== Given passage ==

Re: [PATCH v2 1/1] s390/mm: Fix handling of _PAGE_UNUSED pte bit

From: Heiko Carstens

Date: Mon Jun 15 2026 - 05:45:46 EST


On Mon, Jun 15, 2026 at 11:17:41AM +0200, Claudio Imbrenda wrote:
> The _PAGE_UNUSED softbit should not really be lying around. Its sole
> purpose is to signal to try_to_unmap_one() and try_to_migrate_one()
> that the page can be discarded instead of being moved / swapped.
>
> KVM has no way to know why a page is being unmapped, so it sets the bit
> on userspace ptes corresponding to unused guest pages every time they
> get unmapped. KVM has no reasonable way to clear the bit once the page
> is in use again.
>
> Without appropriate cleanup, the _PAGE_UNUSED bit will linger around
> and cause guest corruption when a used page is instead thrown out.
>
> While set_ptes() checks and clears the bit, ptep_xchg_direct(),
> ptep_xchg_lazy(), and ptep_modify_prot_commit() did not. This led to
> used pages being thrown out as if they were unused, causing guest
> corruption.
>
> This patch fixes the issue by introducing the missing checks in the
> above functions.
>
> Also fix gmap_helper_try_set_pte_unused() to only set the bit if the
> pte is present; the _PAGE_UNUSED bit is only defined for present ptes
> and thus should not be set for non-present ptes.
>
> Signed-off-by: Claudio Imbrenda <imbrenda@xxxxxxxxxxxxx>
> Fixes: c98175b7917f ("KVM: s390: Add gmap_helper_set_unused()")
> ---
> arch/s390/mm/gmap_helpers.c | 4 ++--
> arch/s390/mm/pgtable.c | 6 ++++++
> 2 files changed, 8 insertions(+), 2 deletions(-)

...

> diff --git a/arch/s390/mm/pgtable.c b/arch/s390/mm/pgtable.c
> index 4acd8b140c4b..2acc79383e7d 100644
> --- a/arch/s390/mm/pgtable.c
> +++ b/arch/s390/mm/pgtable.c
> @@ -122,6 +122,8 @@ pte_t ptep_xchg_direct(struct mm_struct *mm, unsigned long addr,
>
> preempt_disable();
> old = ptep_flush_direct(mm, addr, ptep, 1);
> + if (pte_present(new))

===
== Supplied data ==

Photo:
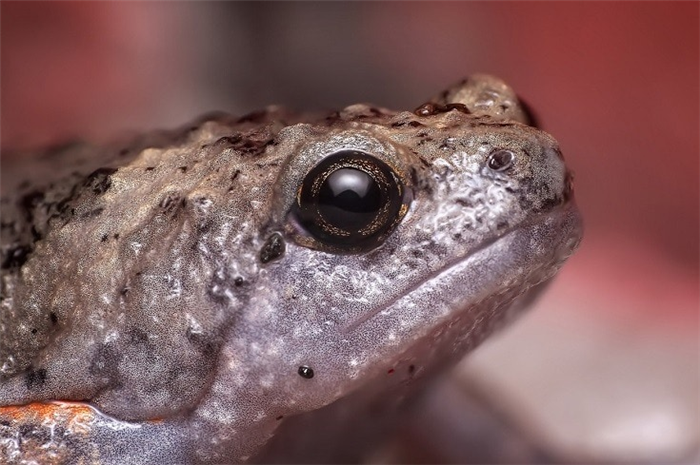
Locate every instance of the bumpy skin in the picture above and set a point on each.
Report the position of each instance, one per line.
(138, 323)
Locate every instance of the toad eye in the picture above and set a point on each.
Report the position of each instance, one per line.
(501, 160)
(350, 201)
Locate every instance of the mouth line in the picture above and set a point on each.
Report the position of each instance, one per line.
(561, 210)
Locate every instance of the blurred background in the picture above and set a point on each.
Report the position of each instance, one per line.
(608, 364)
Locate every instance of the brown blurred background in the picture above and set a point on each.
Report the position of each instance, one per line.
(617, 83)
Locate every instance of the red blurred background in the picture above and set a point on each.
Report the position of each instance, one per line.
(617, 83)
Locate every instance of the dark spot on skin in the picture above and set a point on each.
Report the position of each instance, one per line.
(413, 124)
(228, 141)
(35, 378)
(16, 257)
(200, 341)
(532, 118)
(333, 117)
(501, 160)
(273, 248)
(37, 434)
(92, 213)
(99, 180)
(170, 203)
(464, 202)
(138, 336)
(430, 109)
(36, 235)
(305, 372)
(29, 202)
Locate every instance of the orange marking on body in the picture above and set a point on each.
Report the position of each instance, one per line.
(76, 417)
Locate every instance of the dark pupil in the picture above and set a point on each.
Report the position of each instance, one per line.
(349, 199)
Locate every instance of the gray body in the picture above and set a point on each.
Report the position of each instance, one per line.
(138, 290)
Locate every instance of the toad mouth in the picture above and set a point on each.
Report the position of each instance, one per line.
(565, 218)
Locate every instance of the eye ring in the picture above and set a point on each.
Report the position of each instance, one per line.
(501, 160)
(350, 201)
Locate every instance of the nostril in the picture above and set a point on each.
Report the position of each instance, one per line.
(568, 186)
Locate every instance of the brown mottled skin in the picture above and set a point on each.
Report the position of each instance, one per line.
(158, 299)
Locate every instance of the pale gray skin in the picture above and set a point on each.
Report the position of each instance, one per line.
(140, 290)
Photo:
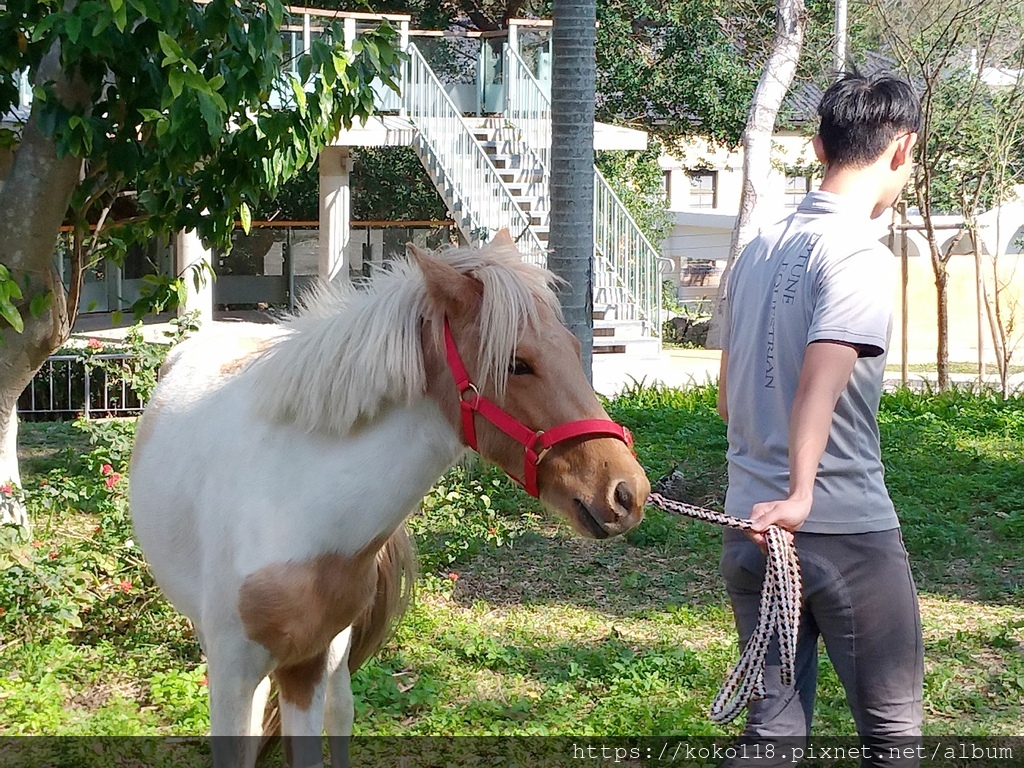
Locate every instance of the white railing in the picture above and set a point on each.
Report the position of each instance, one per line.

===

**Directives**
1. Duplicate the records exactly, starting with the line that contains "Locate every instance of the pale" and going on through the last line of the records, and leave the pictures out of your copy.
2. Finish out the next part of the s390 patch review email from the point where it stops.

**Expected outputs**
1.
Locate every instance of the pale gray skin in the picture above and set a point on each.
Report the position of each instance, one per line.
(140, 290)
Photo:
Locate every instance of the white railing in the picture above and set a point on each.
Report the position of each instance, one per line.

2.
> + new = clear_pte_bit(new, __pgprot(_PAGE_UNUSED));
> set_pte(ptep, new);
> preempt_enable();
> return old;
> @@ -160,6 +162,8 @@ pte_t ptep_xchg_lazy(struct mm_struct *mm, unsigned long addr,
>
> preempt_disable();
> old = ptep_flush_lazy(mm, addr, ptep, 1);
> + if (pte_present(new))
> + new = clear_pte_bit(new, __pgprot(_PAGE_UNUSED));
> set_pte(ptep, new);
> preempt_enable();
> return old;
> @@ -175,6 +179,8 @@ pte_t ptep_modify_prot_start(struct vm_area_struct *vma, unsigned long addr,
> void ptep_modify_prot_commit(struct vm_area_struct *vma, unsigned long addr,
> pte_t *ptep, pte_t old_pte, pte_t pte)
> {
> + if (pte_present(pte))
> + pte = clear_pte_bit(pte, __pgprot(_PAGE_UNUSED));
> set_pte(ptep, pte);

Can't we move the logic from set_ptes() to set_pte() instead? The above
approach remembers me of the open-coded removal of the no-exec bit at many
places we had, which became a maintenance mess until it was rewritten.

The compiler _might_ even be clever enough to move the removal of the bit
outside the loop within set_ptes().